Challenge. Please lay out the material below as a JSON list of strings, one string per line, with blank lines left out.

--- Start of Extracted data ---

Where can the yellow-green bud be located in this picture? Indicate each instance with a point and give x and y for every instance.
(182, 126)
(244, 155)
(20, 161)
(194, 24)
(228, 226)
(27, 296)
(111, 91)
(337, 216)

--- End of Extracted data ---

Written solution.
[
  "Where can the yellow-green bud be located in this picture? Indicate each instance with a point and give x and y for every instance.",
  "(182, 126)",
  "(244, 155)",
  "(20, 161)",
  "(194, 24)",
  "(228, 226)",
  "(27, 296)",
  "(111, 91)",
  "(337, 216)"
]